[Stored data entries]
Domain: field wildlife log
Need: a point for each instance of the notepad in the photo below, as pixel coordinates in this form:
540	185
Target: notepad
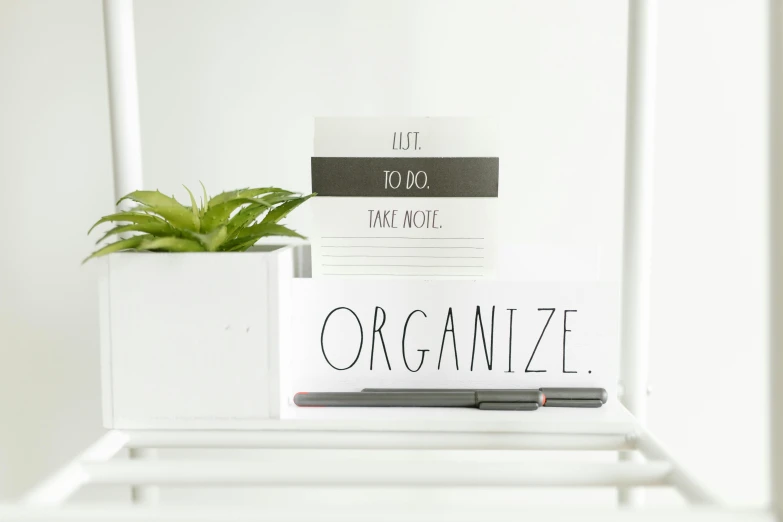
404	198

WHAT YOU ARE ASKED TO DO:
Substitute "notebook" for "notepad" throughout all the items. Give their lines again with nothing else changed, and leave out the pictures.

ANSWER FOR THE TASK:
Domain: field wildlife log
Need: a point for each instance of the notebook in the photo below, as pixel coordinates in this form:
540	185
Target: notebook
404	198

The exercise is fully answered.